DATA EXCERPTS ▸
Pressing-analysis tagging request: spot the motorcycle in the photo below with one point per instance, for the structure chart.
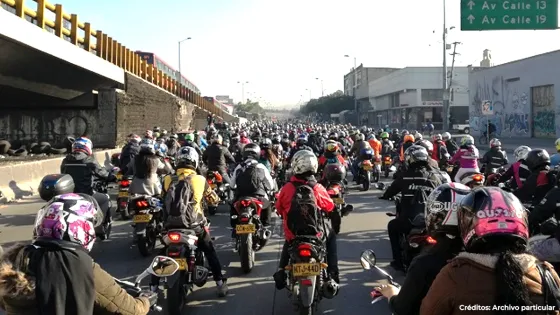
(161, 267)
(181, 245)
(250, 235)
(368, 262)
(417, 239)
(364, 174)
(123, 197)
(307, 273)
(215, 181)
(147, 222)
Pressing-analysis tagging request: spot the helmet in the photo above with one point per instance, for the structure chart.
(251, 150)
(489, 212)
(494, 143)
(415, 154)
(427, 144)
(467, 140)
(188, 156)
(537, 158)
(521, 152)
(82, 145)
(408, 138)
(441, 208)
(331, 146)
(304, 161)
(69, 217)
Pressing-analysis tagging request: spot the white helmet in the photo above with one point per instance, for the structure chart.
(521, 152)
(304, 161)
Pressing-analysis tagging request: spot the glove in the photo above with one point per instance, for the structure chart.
(151, 296)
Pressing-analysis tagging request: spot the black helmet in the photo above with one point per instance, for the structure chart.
(537, 158)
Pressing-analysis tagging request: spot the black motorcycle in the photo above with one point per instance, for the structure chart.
(250, 234)
(147, 221)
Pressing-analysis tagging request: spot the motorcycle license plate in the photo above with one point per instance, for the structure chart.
(338, 201)
(306, 270)
(245, 229)
(182, 263)
(142, 218)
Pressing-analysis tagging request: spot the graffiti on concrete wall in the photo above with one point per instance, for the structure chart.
(49, 126)
(511, 107)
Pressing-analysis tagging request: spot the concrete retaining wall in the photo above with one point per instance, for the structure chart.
(22, 179)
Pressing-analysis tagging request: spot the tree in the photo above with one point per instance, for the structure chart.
(330, 104)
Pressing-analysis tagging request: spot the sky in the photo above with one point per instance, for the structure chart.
(282, 47)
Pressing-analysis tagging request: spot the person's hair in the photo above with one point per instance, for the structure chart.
(510, 288)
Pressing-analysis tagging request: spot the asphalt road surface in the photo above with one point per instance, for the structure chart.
(252, 293)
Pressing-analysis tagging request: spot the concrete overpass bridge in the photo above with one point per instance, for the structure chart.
(59, 77)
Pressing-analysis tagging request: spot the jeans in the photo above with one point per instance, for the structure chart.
(332, 254)
(395, 229)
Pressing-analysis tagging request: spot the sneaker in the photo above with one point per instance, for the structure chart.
(222, 289)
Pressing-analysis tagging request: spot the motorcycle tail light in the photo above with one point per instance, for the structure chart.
(175, 237)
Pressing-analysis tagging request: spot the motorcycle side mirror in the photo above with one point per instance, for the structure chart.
(368, 259)
(163, 266)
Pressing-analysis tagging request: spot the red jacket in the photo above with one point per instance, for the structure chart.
(284, 202)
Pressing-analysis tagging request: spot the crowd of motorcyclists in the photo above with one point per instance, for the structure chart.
(480, 213)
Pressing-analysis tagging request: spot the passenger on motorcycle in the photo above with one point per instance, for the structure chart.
(129, 151)
(518, 172)
(467, 156)
(495, 157)
(55, 273)
(450, 144)
(217, 158)
(252, 179)
(304, 166)
(146, 167)
(415, 183)
(441, 223)
(541, 179)
(187, 163)
(495, 269)
(82, 166)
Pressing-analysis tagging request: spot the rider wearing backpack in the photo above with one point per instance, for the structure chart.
(252, 179)
(303, 187)
(183, 209)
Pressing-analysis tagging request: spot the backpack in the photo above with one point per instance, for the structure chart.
(247, 180)
(304, 217)
(179, 203)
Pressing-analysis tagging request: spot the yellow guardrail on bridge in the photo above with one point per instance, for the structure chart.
(68, 27)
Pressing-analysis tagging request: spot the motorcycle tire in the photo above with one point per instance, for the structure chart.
(246, 252)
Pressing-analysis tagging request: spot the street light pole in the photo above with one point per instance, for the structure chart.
(179, 76)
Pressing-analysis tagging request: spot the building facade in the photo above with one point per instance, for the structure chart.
(523, 95)
(408, 98)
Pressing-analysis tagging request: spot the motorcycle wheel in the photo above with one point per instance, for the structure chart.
(366, 182)
(146, 244)
(246, 252)
(176, 295)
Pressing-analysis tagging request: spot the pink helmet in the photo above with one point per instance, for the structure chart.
(489, 211)
(69, 217)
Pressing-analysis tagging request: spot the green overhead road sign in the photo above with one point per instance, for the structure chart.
(486, 15)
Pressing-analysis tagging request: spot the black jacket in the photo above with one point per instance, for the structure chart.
(128, 153)
(415, 184)
(217, 158)
(83, 169)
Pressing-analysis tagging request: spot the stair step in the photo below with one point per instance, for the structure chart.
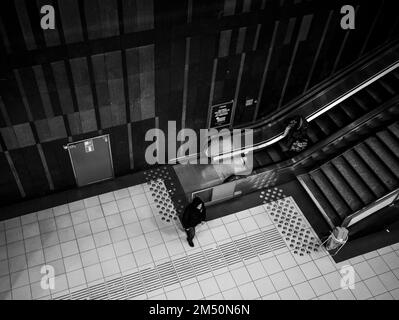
(385, 155)
(330, 215)
(364, 173)
(331, 194)
(376, 166)
(342, 187)
(389, 140)
(351, 177)
(394, 128)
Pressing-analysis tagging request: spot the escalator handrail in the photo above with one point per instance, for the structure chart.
(311, 117)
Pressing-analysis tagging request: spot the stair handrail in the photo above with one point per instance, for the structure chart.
(373, 207)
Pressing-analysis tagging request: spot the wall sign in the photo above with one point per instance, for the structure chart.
(221, 115)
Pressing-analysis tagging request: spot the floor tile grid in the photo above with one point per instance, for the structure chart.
(395, 253)
(323, 253)
(195, 269)
(60, 229)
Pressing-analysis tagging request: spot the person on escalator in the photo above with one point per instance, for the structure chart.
(296, 139)
(194, 214)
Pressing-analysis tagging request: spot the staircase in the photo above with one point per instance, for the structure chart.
(357, 177)
(338, 117)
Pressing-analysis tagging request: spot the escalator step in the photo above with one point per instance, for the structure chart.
(376, 95)
(339, 117)
(330, 214)
(274, 154)
(395, 74)
(339, 183)
(387, 86)
(365, 173)
(262, 158)
(376, 166)
(389, 140)
(313, 134)
(351, 109)
(394, 128)
(353, 179)
(326, 125)
(363, 102)
(331, 194)
(384, 154)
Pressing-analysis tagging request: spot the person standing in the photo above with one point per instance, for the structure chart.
(193, 215)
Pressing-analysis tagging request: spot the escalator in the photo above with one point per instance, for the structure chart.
(357, 177)
(335, 119)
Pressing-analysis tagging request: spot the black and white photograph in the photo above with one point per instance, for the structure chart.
(199, 156)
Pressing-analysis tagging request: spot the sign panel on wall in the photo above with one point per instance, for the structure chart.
(221, 115)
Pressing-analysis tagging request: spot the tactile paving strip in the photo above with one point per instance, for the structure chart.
(293, 226)
(183, 268)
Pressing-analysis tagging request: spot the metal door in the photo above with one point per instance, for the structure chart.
(91, 160)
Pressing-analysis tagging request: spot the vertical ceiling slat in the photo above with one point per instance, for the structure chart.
(25, 24)
(70, 18)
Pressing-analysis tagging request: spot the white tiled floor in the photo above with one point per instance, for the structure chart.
(120, 233)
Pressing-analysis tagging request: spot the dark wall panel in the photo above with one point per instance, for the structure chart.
(114, 63)
(139, 144)
(8, 188)
(59, 164)
(120, 149)
(30, 171)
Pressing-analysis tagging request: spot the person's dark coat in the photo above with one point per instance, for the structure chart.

REQUIREMENT ▸
Copy the records exactly. Skip the pictures.

REPLY ▸
Pressing-analysis tagging request: spot the motorcycle in the photo below with one point per instance, for the structure chart.
(161, 267)
(181, 245)
(250, 235)
(368, 262)
(417, 239)
(364, 174)
(123, 197)
(307, 273)
(215, 181)
(147, 222)
Pressing-analysis tagging request: spot the helmet in the photo above with one point per instance, for the structure chart.
(251, 150)
(489, 212)
(494, 143)
(415, 154)
(427, 144)
(467, 140)
(188, 156)
(537, 158)
(521, 152)
(82, 145)
(408, 138)
(441, 208)
(331, 146)
(304, 161)
(69, 217)
Pressing-analysis tagging request: spot the white helmet in the photo above with one point per instance, for the structure chart.
(521, 152)
(304, 161)
Pressing-analysis tagging request: spot the glove in the photo above with one point per instance, for the structure chart.
(151, 296)
Pressing-analysis tagging request: spot the black helmet in the photo above with one point per instance, for the structure chart.
(537, 158)
Pressing-analysis tagging request: spot the black motorcycle in the photo above with one point per instance, for the structure chart.
(250, 234)
(147, 221)
Pressing-analysis tagging request: spot the motorcycle license plate in the photo above with one point per instance, for the structure chart.
(338, 201)
(306, 270)
(245, 229)
(182, 263)
(142, 218)
Pressing-analysis tagging request: spot the graffiti on concrete wall in the photo above with one point per instance, for the structure chart.
(49, 126)
(511, 107)
Pressing-analysis tagging request: spot the concrete retaining wall in the photo above with one point per instance, for the structure chart.
(22, 179)
Pressing-analysis tagging request: spot the tree in the photo above with one point per instance, for the structure chart.
(330, 104)
Pressing-analysis tagging request: spot the sky in the photo above with one point per instance, for the structure chart.
(282, 47)
Pressing-analysis tagging request: spot the person's hair in the photo above with one point per instance, for the structure chart.
(510, 288)
Pressing-analysis tagging request: spot the asphalt road surface in the photo above with one point per instance, for the structure chart.
(252, 293)
Pressing-analysis tagging request: spot the concrete overpass bridge in the photo above with one point per instance, for the structure chart.
(59, 77)
Pressing-analysis tagging request: spot the jeans in the photo above with one point per instance, for the structure chart.
(332, 254)
(395, 229)
Pressing-analysis tagging request: spot the sneaker in the photo above with one point per instance, for the structure chart.
(222, 289)
Pressing-analysis tagging request: spot the motorcycle tail light in the photo above with one point per instance, for the structure chart.
(175, 237)
Pressing-analysis tagging request: spot the motorcycle side mirror in the photo above with one point per instance, for the structure chart.
(368, 259)
(163, 266)
Pressing-analysis tagging request: spot the red jacket in the photo above with one point per instance, for the structure chart.
(284, 202)
Pressing-analysis tagging request: spot the crowd of motorcyclists in the photo above with one point per instance, for the structure chart.
(480, 213)
Pressing-analysis tagging request: spot the passenger on motorcycle in the photo above with one point per instance, for the structure chart.
(129, 151)
(518, 172)
(467, 156)
(495, 157)
(55, 273)
(450, 144)
(217, 158)
(252, 179)
(304, 166)
(146, 167)
(415, 183)
(441, 223)
(541, 179)
(187, 163)
(495, 269)
(82, 166)
Pressing-analysis tagging request: spot the rider wearing backpack in the photo above with one point per instance, for the structure chart.
(252, 179)
(303, 187)
(183, 209)
Pressing-analysis tagging request: spot the backpack in the photo above with one point per instance, for the structure chart.
(247, 180)
(304, 217)
(179, 203)
Pressing-analysis tagging request: spot the yellow guardrail on bridge in the photo above with one point per instance, for the structure chart.
(68, 27)
Pressing-analysis tagging request: spot the motorcycle tire in the photo above with one point per instance, for the structure chart.
(246, 252)
Pressing-analysis tagging request: spot the street light pole in the photo above with one point per instance, for the structure chart.
(179, 76)
Pressing-analysis tagging request: spot the building facade in the photo above with one point per instance, for the structure chart.
(523, 95)
(408, 98)
Pressing-analysis tagging request: spot the motorcycle wheel in the photo above with one point per instance, for the structure chart.
(366, 182)
(146, 244)
(246, 252)
(176, 295)
Pressing-analysis tagging request: spot the pink helmet in the photo above with one point per instance, for the structure chart.
(489, 211)
(69, 217)
Pressing-analysis tagging request: spot the green overhead road sign in the photo above with one point per instance, for the structure chart.
(486, 15)
Pressing-analysis tagging request: spot the black jacket in the photo above with one point per instance, for the structure chart.
(128, 153)
(415, 184)
(217, 158)
(83, 169)
Pressing-analysis tagging request: spot the stair step in the photo below with one point per instance, for the structure chart.
(385, 155)
(330, 215)
(364, 173)
(331, 194)
(376, 166)
(342, 187)
(389, 140)
(351, 177)
(394, 128)
Pressing-analysis tagging request: spot the escalator handrail in the photo above with one point per instance, for the structure chart.
(311, 117)
Pressing-analysis tagging request: spot the stair handrail in the photo above with one point per instance, for the structure chart.
(373, 207)
Pressing-analysis tagging request: spot the wall sign in the photo above with one point per instance, for the structure chart.
(221, 115)
Pressing-analysis tagging request: spot the floor tile grid in the photo above with one point per instance, for the structure chart.
(395, 253)
(323, 253)
(195, 269)
(60, 229)
Pressing-analysis tagging request: spot the person on escalator in the photo above with one point per instance, for the structure chart.
(296, 139)
(194, 214)
Pressing-analysis tagging request: spot the staircase in the photo above with one point per instance, for the structure chart.
(357, 177)
(338, 117)
Pressing-analysis tagging request: spot the escalator step in the photo above with one point per instance, for the structure chart.
(376, 95)
(339, 117)
(330, 214)
(274, 154)
(395, 74)
(339, 183)
(387, 86)
(365, 173)
(262, 158)
(376, 166)
(389, 140)
(313, 134)
(351, 109)
(394, 128)
(353, 179)
(326, 125)
(363, 102)
(331, 194)
(384, 154)
Pressing-analysis tagging request: spot the person standing in the photo above with one point per instance, for the structure chart.
(193, 215)
Pressing-analysis tagging request: spot the escalator in the photo above with one point per instance, for the structure chart.
(357, 177)
(335, 119)
Pressing-analysis tagging request: spot the black and white photograph in the photo above with one point per instance, for the structure chart.
(199, 156)
Pressing-analysis tagging request: spot the sign panel on wall in the photo above with one point per instance, for the structure chart.
(221, 115)
Pressing-analysis tagging request: spot the tactile paving strip in the photo above with one point per instance, for the structure chart.
(293, 226)
(183, 268)
Pressing-analysis tagging request: spot the metal door in the photo above with one point per instance, for the structure chart.
(91, 160)
Pressing-analysis tagging request: spot the vertical ceiling slat in the photo above with one point per instance, for the structure chart.
(25, 24)
(70, 18)
Pressing-analysis tagging request: spot the white tiled floor in the photo above with one point per instance, for the structure chart.
(120, 233)
Pressing-analysis tagging request: spot the dark wall panel in the photo above with one point per instance, for the structure chart.
(114, 63)
(139, 144)
(8, 188)
(59, 164)
(120, 149)
(30, 171)
Pressing-analysis tagging request: spot the person's dark coat in the photo above with one point per instance, for the structure chart.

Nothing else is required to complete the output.